Problem details: If a line in the data holds the string "handle", list it.

### Study material

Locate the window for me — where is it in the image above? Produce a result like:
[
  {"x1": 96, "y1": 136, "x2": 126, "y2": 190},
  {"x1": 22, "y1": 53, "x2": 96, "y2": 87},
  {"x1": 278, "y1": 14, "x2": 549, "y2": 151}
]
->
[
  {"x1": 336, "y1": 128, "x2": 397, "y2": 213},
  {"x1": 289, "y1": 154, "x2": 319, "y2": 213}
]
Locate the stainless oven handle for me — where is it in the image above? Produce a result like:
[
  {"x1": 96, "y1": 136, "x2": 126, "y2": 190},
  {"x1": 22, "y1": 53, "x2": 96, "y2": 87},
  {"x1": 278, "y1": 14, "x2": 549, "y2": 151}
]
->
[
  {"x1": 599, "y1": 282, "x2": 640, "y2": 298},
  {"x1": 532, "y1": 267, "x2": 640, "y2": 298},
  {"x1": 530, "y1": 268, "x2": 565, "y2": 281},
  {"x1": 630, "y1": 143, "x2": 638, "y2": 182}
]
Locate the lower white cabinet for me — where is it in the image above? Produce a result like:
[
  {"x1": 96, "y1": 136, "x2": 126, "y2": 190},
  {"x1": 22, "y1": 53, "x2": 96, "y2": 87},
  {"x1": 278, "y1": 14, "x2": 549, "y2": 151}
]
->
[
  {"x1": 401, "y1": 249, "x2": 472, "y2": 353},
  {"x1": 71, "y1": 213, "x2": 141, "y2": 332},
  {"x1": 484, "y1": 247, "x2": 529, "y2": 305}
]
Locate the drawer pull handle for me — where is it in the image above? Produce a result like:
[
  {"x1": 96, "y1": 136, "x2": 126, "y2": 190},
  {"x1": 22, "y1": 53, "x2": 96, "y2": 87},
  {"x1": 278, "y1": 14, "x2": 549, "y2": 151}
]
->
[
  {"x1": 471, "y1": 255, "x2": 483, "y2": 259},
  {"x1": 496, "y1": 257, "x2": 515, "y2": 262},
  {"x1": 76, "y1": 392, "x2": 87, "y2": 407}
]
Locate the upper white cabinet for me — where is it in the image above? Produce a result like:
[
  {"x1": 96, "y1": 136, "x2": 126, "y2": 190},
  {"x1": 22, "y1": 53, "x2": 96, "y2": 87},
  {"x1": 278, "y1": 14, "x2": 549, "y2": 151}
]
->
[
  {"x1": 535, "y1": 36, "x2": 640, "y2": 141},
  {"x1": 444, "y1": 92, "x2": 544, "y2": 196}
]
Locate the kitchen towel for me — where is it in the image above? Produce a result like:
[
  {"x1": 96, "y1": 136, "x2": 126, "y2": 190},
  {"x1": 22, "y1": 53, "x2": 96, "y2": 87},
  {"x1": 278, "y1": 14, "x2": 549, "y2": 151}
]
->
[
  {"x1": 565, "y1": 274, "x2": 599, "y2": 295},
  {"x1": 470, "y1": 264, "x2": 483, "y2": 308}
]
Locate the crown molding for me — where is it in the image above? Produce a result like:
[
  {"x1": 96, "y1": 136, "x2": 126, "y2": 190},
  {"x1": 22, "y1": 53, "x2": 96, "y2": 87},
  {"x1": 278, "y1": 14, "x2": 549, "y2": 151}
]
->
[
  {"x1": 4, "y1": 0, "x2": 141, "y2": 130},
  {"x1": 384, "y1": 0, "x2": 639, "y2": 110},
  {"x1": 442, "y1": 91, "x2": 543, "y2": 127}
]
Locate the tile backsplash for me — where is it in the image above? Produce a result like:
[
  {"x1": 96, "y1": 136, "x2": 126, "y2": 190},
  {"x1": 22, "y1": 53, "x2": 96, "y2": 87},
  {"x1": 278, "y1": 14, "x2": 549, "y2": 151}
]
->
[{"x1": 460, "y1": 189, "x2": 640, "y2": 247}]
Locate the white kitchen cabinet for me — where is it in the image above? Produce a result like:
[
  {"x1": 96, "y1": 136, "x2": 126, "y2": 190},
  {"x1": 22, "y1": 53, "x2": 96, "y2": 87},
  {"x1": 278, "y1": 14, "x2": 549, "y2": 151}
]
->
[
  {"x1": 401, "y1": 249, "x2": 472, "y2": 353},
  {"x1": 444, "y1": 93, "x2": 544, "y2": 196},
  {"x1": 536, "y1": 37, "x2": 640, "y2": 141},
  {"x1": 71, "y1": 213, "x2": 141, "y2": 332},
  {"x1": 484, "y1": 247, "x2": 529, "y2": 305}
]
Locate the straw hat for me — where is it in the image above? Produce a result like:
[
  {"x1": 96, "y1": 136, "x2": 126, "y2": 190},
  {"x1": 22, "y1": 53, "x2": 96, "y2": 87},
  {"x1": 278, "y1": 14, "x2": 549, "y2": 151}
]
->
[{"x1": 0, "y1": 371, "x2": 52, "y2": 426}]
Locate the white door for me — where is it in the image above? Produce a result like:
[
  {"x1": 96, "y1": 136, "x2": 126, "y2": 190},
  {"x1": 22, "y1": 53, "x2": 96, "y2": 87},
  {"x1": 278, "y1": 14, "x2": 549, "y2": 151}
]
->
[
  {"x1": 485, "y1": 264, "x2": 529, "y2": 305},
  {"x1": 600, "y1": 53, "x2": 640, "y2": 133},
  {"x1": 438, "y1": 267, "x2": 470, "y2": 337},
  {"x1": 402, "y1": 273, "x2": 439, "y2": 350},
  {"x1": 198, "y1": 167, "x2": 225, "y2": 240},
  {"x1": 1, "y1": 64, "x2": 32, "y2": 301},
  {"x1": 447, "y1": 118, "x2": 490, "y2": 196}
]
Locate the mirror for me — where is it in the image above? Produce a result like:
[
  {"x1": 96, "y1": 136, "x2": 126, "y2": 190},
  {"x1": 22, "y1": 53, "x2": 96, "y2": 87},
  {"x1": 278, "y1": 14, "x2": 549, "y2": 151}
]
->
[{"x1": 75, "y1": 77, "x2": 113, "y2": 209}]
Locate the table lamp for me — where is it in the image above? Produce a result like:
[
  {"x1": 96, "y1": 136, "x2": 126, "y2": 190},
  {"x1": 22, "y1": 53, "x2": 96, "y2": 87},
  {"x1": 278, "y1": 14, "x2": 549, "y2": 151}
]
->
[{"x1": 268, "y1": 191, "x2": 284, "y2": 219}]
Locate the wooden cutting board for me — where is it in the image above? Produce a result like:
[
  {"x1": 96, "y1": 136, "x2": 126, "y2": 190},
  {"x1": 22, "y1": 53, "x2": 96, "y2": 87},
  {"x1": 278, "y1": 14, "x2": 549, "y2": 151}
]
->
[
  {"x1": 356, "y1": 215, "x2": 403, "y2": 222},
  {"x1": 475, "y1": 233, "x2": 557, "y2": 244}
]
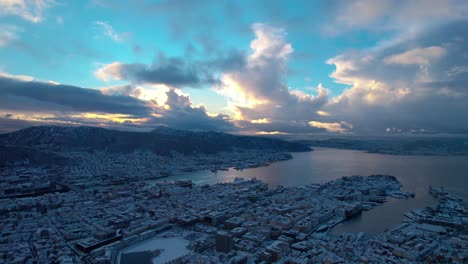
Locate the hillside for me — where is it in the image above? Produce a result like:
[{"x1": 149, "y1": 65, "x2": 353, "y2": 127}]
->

######
### Study material

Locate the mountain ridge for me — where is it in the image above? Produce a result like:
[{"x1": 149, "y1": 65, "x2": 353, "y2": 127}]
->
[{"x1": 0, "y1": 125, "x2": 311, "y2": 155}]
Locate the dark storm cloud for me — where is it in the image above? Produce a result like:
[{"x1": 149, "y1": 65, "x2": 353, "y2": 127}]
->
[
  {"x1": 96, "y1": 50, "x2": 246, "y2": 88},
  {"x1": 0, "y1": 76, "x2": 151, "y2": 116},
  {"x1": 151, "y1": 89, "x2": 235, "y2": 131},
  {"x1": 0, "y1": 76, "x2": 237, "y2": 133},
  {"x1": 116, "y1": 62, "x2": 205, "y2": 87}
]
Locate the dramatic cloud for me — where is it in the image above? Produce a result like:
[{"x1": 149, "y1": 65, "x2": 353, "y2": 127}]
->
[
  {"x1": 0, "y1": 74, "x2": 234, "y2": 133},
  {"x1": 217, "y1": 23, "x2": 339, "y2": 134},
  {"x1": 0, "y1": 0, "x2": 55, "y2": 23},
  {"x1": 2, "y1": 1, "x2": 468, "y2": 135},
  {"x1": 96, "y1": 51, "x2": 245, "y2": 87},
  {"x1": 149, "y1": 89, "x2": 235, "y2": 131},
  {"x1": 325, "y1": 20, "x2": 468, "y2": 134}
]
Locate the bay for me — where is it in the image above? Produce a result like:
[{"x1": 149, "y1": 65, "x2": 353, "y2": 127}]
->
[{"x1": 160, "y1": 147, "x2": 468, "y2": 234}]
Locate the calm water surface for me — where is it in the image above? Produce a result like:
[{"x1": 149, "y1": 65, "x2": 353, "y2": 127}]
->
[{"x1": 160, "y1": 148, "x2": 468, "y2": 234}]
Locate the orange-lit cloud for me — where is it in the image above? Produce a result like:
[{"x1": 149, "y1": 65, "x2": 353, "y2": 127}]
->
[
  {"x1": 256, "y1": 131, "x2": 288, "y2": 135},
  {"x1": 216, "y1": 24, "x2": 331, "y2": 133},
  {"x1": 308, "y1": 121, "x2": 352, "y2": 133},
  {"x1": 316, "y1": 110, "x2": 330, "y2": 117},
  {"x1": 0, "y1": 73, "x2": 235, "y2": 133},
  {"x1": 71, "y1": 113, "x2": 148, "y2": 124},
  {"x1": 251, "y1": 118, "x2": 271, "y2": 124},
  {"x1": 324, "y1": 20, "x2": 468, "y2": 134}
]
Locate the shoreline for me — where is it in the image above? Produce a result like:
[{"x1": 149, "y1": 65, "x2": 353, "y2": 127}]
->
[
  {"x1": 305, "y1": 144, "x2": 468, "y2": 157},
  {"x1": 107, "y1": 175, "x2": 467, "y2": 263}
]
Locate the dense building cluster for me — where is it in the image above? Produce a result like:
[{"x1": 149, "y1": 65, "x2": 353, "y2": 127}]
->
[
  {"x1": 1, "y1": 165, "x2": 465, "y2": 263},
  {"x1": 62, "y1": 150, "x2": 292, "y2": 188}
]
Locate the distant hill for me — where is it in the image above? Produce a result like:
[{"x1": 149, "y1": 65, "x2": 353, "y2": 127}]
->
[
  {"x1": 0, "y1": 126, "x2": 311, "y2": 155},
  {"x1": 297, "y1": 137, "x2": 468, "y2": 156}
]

######
### Study material

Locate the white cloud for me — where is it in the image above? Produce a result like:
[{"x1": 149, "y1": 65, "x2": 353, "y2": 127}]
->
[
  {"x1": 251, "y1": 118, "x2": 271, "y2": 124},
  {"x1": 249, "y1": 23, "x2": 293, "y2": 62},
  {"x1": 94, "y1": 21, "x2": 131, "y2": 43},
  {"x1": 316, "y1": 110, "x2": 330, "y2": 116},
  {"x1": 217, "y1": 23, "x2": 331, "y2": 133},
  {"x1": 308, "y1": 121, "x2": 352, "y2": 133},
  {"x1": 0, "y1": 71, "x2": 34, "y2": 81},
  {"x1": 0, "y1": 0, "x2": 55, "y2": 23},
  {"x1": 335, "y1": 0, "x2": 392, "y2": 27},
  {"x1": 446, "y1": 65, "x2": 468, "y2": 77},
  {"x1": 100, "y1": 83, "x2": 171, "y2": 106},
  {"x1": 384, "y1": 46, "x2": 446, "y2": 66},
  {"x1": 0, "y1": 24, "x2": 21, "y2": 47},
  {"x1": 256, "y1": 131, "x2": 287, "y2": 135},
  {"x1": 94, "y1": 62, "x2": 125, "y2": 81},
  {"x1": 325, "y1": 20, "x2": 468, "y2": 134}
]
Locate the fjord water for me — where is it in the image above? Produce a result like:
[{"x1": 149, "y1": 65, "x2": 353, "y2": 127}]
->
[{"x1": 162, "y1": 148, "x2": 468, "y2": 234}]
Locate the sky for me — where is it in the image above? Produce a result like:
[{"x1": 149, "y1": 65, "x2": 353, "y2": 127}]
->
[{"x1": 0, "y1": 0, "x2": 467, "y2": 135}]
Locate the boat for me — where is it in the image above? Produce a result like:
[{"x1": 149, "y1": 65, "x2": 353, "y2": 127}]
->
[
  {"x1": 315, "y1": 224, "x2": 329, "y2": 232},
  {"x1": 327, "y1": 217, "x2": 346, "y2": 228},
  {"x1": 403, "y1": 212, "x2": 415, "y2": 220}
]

######

Result:
Locate the stainless oven handle for me — where is it in the image above? Produce a result like:
Locate the drawer pull handle for me — where is it in the image above? Produce a result like:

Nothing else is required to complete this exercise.